_READING PASSAGE_
..............................

As the micro, small and medium enterprises are important for India’s economy, as they contribute significantly to its gross domestic product and provide employment to a sizeable population, the Government of India has introduced the Insolvency and Bankruptcy Code (Amendment) Ordinance, 2021, which was promulgated on 4 April 2021, bringing into the system a prepackaged insolvency resolution process (PPIRP) for corporate persons classified as micro, small and medium enterprises (MSME). The IBC amendment focussed on ease of doing business for entrepreneurs and stakeholders in the MSME sector. It aims to provide an efficient alternative insolvency resolution process for micro, small and medium companies ensuring quicker, cost-effective and value-maximising outcome for all stakeholders, in a manner which is least disruptive to the continuity of their businesses and which preserves jobs.
The PPIRP has been brought in, keeping in mind the pandemic situation. MSME may not be doing well under the coronavirus circumstances. Many such companies are workable but for these situations are unable to function normally. These companies can start earning profits when normalcy returns. Closure of such workable businesses is not in the interest of the stakeholders, creditors, suppliers, employees, customers, shareholders and overall for the economy.

..............................

_DATA FOR ANALYSIS_
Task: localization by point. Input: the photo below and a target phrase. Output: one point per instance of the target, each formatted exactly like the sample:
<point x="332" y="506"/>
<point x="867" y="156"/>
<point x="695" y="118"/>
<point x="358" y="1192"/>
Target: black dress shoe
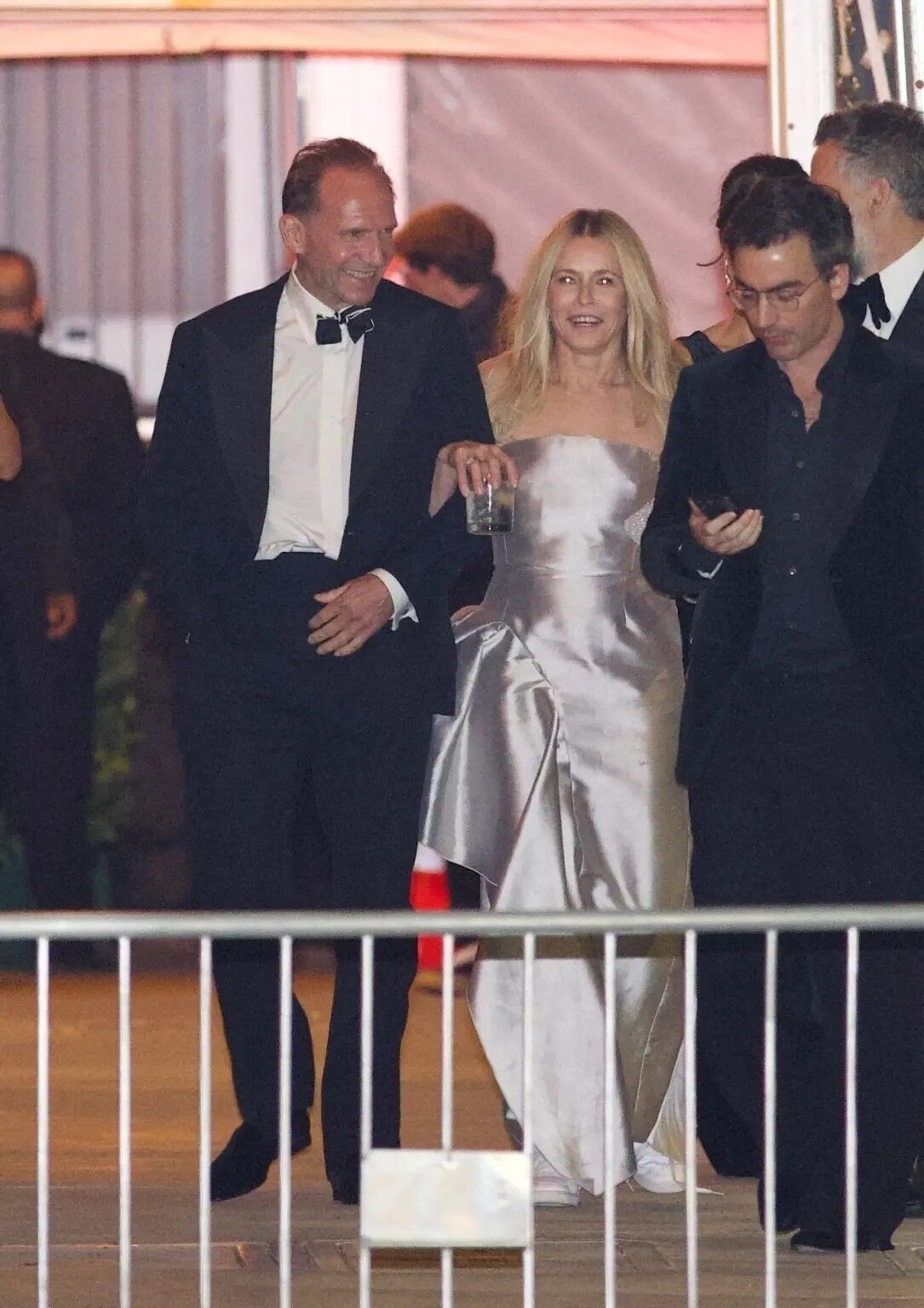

..............................

_ACTIVITY 1_
From the MSME passage, write out the part that opens with the words containing "As the micro, small" and closes with "which preserves jobs.".
_ACTIVITY 2_
According to the MSME passage, on what date was the Insolvency and Bankruptcy Code (Amendment) Ordinance, 2021 promulgated?
The lines are not needed here.

_TASK OUTPUT 1_
As the micro, small and medium enterprises are important for India’s economy, as they contribute significantly to its gross domestic product and provide employment to a sizeable population, the Government of India has introduced the Insolvency and Bankruptcy Code (Amendment) Ordinance, 2021, which was promulgated on 4 April 2021, bringing into the system a prepackaged insolvency resolution process (PPIRP) for corporate persons classified as micro, small and medium enterprises (MSME). The IBC amendment focussed on ease of doing business for entrepreneurs and stakeholders in the MSME sector. It aims to provide an efficient alternative insolvency resolution process for micro, small and medium companies ensuring quicker, cost-effective and value-maximising outcome for all stakeholders, in a manner which is least disruptive to the continuity of their businesses and which preserves jobs.

_TASK OUTPUT 2_
4 April 2021